## begin DATA FOR THIS TASK

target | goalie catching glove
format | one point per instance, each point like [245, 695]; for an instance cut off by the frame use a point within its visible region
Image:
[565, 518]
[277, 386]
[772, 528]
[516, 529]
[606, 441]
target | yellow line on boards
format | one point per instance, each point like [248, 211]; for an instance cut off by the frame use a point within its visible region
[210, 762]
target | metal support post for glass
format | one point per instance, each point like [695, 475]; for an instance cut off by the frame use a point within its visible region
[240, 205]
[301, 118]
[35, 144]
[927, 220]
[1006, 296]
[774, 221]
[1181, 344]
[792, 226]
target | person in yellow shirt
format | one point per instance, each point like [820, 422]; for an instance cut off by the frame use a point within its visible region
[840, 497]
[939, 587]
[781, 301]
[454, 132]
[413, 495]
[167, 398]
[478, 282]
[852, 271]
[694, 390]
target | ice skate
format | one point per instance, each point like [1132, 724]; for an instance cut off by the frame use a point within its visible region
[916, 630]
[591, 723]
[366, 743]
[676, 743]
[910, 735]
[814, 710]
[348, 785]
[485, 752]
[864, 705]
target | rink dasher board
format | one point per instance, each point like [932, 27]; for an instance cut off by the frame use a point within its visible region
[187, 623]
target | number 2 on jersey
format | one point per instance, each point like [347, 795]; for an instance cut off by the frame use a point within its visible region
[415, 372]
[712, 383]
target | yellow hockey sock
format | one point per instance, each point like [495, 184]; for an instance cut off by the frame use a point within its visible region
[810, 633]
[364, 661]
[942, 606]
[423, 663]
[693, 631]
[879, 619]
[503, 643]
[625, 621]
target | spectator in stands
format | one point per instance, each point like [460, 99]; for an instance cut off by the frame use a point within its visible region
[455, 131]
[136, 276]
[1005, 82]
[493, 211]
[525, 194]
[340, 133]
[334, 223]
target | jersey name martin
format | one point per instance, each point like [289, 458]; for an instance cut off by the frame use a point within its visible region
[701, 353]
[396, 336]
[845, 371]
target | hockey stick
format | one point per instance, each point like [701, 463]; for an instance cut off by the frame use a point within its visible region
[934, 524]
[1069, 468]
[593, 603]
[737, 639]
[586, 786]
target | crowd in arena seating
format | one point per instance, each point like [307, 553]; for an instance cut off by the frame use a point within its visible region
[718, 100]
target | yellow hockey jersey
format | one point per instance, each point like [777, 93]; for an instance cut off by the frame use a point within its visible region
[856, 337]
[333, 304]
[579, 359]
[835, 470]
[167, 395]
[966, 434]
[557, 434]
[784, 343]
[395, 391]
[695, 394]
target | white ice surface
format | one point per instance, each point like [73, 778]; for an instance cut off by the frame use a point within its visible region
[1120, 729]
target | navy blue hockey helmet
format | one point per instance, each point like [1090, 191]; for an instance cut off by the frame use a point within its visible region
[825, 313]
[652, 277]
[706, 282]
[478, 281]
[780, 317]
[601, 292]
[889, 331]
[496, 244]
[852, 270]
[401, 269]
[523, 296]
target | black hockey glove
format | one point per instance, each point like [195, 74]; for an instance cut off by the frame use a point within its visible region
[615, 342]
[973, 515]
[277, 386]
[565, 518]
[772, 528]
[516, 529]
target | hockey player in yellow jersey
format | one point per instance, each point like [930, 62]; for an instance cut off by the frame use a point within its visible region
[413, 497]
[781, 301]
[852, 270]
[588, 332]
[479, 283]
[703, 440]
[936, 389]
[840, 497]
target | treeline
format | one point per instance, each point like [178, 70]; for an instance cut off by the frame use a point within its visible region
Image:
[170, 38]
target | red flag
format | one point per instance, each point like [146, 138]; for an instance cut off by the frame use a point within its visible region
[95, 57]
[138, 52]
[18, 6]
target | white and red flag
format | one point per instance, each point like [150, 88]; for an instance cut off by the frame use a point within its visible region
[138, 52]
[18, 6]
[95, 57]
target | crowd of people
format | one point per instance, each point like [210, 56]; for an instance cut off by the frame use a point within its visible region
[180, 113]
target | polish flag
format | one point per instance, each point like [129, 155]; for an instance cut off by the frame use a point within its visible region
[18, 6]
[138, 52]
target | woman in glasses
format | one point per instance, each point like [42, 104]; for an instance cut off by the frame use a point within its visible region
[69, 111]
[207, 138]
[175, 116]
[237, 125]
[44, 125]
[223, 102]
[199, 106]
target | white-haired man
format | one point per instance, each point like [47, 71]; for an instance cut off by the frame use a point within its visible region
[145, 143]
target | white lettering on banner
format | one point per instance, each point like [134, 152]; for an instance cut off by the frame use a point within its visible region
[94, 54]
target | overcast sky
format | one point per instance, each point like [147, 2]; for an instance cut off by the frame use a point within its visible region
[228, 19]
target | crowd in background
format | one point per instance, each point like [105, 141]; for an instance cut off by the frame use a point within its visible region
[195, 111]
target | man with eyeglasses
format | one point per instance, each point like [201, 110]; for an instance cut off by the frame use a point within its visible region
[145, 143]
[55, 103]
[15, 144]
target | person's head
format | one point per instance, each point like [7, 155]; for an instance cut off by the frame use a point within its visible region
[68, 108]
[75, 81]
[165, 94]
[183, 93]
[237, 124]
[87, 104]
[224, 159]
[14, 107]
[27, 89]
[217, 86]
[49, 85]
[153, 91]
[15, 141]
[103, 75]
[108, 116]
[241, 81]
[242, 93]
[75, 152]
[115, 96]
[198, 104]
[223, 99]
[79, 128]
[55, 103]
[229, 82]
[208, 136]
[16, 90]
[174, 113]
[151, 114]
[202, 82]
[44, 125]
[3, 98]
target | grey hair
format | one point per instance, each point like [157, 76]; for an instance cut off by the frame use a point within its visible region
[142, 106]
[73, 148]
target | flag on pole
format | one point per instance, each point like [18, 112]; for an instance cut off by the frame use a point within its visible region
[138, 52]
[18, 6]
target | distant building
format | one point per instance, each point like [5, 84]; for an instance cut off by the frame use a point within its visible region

## end DATA FOR THIS TASK

GIVEN INSTRUCTION:
Express the lines from the one containing "target | distant building" through the final line of the entries above as a JSON list of strings, one string per line, with blank lines omitted.

EXERCISE RESULT:
[
  "target | distant building",
  "format | one point per instance, each point like [5, 84]; for an instance cut off by the frame use a point within its visible region"
]